• **Entries supplied**
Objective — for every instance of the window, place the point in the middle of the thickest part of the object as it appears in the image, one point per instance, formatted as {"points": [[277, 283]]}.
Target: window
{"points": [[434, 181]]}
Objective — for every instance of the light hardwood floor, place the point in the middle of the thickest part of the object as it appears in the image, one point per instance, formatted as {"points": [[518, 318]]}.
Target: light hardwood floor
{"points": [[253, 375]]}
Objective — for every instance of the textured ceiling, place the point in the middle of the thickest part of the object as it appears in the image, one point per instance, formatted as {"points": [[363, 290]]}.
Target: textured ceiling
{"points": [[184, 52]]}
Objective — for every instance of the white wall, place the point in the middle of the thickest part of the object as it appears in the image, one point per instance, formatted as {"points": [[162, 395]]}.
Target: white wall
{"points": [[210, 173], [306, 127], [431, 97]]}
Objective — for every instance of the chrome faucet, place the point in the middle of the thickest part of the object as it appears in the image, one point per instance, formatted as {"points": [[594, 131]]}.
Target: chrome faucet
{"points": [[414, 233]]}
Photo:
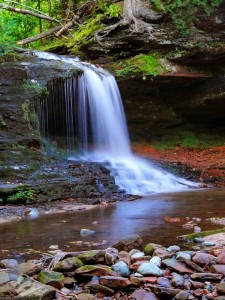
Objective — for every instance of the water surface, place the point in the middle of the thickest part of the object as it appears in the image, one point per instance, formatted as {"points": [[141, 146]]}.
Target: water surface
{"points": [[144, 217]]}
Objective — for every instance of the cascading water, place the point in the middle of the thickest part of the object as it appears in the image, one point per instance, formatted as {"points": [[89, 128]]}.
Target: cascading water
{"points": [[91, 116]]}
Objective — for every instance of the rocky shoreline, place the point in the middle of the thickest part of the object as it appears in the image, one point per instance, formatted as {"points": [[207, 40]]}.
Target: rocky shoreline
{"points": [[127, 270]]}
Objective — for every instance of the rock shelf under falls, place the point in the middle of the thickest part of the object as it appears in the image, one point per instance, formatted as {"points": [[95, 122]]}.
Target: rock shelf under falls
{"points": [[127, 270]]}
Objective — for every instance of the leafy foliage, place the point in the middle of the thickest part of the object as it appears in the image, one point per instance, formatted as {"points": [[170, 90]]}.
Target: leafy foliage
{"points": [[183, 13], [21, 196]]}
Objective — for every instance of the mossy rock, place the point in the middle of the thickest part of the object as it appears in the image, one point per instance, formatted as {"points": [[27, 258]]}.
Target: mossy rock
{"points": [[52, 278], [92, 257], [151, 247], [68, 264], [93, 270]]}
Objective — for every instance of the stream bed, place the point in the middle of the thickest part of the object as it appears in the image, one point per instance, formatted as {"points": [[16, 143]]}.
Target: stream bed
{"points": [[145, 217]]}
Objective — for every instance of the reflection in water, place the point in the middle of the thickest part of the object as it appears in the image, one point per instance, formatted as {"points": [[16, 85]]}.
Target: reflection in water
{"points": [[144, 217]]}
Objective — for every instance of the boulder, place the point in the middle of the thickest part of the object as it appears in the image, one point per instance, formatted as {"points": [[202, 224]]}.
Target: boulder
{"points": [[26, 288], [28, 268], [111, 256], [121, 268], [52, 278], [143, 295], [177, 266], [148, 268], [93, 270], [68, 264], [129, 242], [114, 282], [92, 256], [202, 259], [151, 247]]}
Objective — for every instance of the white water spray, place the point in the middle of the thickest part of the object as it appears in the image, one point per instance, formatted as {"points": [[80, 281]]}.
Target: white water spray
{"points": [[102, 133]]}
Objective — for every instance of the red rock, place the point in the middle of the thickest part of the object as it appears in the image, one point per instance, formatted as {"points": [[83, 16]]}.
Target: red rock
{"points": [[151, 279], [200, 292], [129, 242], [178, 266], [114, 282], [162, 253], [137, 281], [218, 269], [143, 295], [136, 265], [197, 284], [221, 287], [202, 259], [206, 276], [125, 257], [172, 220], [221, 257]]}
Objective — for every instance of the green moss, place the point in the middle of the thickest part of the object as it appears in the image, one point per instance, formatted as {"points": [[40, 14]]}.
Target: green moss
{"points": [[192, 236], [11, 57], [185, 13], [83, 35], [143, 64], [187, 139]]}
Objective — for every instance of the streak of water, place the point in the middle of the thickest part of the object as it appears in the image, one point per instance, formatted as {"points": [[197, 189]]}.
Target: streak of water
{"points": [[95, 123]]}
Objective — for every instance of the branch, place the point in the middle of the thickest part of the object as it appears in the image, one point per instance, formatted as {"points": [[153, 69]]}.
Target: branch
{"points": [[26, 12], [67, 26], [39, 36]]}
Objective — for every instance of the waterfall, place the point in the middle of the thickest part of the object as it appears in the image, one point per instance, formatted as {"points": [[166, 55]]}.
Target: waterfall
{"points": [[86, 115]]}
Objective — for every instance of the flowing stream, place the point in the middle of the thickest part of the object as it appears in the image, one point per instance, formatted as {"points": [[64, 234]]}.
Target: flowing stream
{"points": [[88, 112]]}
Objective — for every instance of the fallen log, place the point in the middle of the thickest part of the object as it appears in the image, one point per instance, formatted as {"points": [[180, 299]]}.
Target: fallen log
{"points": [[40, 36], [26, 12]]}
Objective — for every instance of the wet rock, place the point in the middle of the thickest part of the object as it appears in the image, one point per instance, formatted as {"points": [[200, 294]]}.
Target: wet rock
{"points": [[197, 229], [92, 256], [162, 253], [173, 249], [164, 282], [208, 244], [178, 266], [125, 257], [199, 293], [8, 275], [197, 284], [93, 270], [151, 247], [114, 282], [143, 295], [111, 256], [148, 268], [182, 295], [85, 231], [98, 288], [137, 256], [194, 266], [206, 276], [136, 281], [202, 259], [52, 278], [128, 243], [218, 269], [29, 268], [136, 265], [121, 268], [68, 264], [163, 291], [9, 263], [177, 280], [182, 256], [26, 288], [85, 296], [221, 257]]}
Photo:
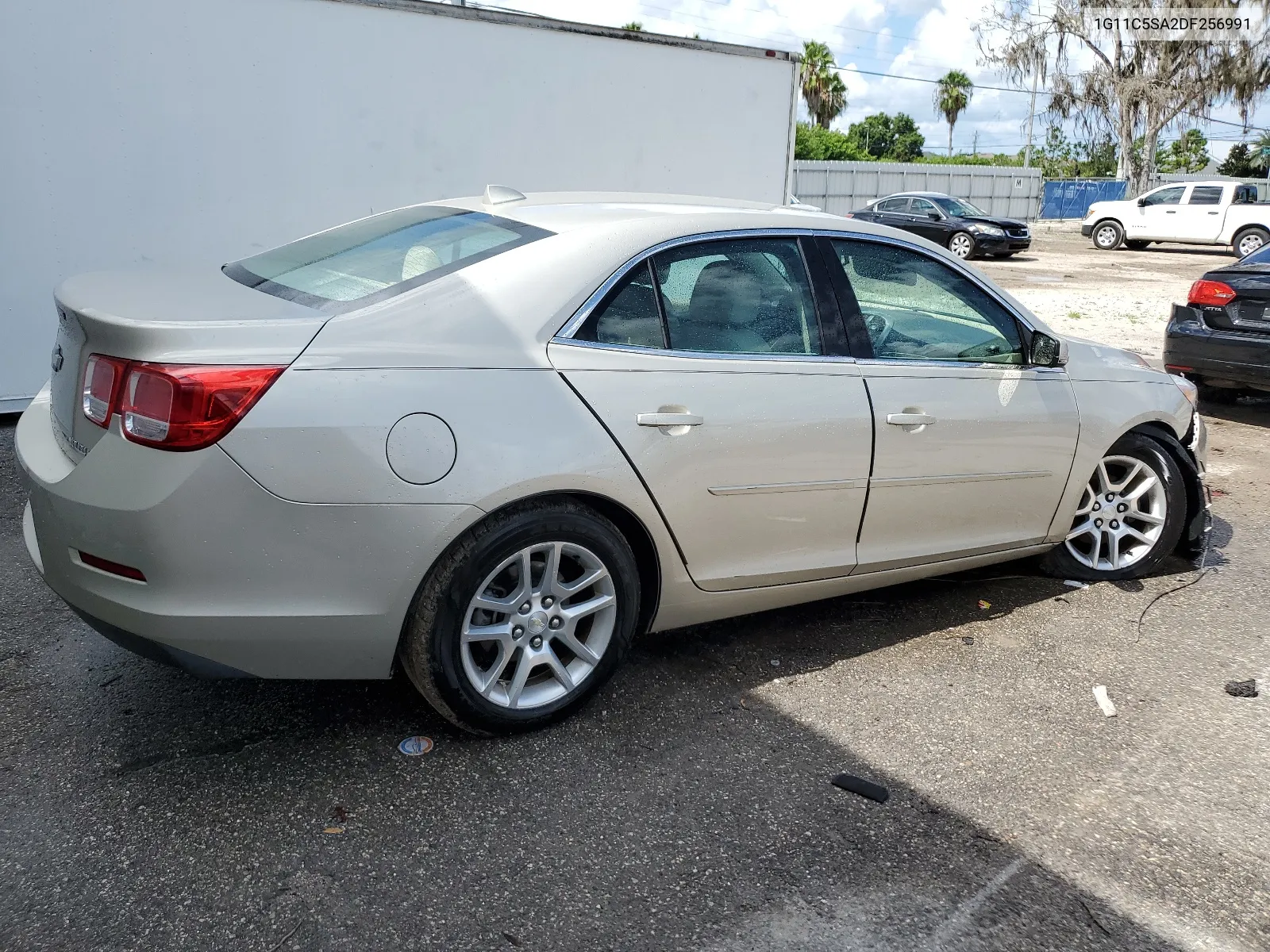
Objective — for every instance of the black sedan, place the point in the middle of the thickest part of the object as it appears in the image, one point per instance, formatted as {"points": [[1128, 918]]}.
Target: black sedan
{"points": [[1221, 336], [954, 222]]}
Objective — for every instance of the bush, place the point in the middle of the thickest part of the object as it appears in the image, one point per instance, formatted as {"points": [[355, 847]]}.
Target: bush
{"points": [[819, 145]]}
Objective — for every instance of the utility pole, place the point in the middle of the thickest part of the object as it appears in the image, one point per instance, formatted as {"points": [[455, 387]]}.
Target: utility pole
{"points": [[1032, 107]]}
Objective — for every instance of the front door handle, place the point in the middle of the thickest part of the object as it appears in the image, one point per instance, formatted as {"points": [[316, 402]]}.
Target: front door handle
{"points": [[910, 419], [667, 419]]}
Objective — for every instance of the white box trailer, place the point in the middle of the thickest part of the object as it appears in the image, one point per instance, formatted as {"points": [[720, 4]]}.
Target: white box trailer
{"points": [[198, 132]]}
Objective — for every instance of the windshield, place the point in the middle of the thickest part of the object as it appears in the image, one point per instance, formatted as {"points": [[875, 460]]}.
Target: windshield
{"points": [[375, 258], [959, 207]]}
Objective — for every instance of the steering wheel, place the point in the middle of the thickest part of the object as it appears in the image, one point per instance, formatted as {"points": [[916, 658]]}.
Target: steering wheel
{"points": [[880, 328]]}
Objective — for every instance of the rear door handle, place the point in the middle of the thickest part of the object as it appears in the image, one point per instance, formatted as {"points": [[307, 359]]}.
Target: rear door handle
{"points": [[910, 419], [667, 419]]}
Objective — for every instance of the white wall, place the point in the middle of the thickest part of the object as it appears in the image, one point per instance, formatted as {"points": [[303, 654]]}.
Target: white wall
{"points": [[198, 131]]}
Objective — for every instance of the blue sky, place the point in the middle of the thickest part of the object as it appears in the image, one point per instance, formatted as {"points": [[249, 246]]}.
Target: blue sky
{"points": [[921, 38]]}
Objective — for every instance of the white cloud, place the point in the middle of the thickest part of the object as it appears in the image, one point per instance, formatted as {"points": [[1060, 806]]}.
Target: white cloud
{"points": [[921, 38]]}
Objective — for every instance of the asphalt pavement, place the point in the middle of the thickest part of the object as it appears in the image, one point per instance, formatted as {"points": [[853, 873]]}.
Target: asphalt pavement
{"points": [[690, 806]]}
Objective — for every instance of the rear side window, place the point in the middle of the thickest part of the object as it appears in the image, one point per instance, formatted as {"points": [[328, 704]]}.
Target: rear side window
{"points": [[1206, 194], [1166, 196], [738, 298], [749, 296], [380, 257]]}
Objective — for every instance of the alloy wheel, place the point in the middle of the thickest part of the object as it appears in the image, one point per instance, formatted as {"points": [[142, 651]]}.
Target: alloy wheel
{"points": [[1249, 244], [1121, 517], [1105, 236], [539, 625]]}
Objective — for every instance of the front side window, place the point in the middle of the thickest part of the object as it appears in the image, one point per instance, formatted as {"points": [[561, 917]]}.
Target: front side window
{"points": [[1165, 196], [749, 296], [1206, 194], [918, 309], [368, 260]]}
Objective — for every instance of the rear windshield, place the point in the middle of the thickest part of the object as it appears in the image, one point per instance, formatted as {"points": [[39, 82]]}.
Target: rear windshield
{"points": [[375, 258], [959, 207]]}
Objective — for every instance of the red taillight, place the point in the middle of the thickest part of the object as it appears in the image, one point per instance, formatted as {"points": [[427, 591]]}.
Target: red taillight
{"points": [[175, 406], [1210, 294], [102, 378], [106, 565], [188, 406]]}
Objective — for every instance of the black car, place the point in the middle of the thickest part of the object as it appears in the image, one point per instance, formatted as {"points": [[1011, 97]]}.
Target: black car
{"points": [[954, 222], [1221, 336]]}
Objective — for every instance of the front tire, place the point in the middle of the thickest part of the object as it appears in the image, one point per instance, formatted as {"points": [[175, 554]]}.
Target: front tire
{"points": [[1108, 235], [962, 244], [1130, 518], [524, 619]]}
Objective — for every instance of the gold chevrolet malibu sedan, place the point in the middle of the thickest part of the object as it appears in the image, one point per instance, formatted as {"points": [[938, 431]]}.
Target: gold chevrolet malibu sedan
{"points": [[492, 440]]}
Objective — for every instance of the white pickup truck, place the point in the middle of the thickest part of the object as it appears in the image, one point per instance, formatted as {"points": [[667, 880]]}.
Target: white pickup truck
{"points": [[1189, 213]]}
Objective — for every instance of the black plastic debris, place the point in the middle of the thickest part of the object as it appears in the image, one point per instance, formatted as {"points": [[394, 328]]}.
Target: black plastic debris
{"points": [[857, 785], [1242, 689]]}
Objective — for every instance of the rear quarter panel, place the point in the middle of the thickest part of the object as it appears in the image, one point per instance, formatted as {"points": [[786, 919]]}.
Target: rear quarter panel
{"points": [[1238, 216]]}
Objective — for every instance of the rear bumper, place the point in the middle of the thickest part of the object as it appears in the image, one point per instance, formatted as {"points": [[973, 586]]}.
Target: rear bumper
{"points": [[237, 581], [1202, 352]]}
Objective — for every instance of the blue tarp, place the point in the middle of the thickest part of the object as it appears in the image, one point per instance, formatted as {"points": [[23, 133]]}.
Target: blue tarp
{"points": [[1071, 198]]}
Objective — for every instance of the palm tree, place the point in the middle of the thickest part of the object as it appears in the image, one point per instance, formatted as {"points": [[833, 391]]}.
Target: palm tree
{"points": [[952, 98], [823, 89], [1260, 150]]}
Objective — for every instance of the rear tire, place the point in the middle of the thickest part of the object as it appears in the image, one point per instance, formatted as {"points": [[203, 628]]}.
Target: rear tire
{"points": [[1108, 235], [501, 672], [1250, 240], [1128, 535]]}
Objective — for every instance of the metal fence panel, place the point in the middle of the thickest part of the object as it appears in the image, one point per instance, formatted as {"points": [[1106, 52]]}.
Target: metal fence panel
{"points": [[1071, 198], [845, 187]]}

• **Work to do**
Find the line containing "Objective — for every instance of the palm", then output it and every line after it to the end of the data, exactly.

• **Reply**
Objective — for every instance of the palm tree, place the point in the middle of the thickest part of the object as it appears in the image, one point per instance, formatted as {"points": [[833, 391]]}.
Target: palm tree
{"points": [[952, 98], [823, 89], [1260, 150]]}
Objective — for every instance of the rear tire, place the point in the middle of the thickest part of the object as it appears in the image, one point per instance, formatted as {"points": [[203, 628]]}.
Target: rear tire
{"points": [[1108, 235], [501, 672], [1250, 240], [1128, 535]]}
Objective — for every instance of the metal fence panel, place the point in the middle of the thickest part of the object as it appears in the image, one point per instance, formatted as {"points": [[1106, 52]]}.
Target: metal fence panel
{"points": [[1071, 198], [845, 187]]}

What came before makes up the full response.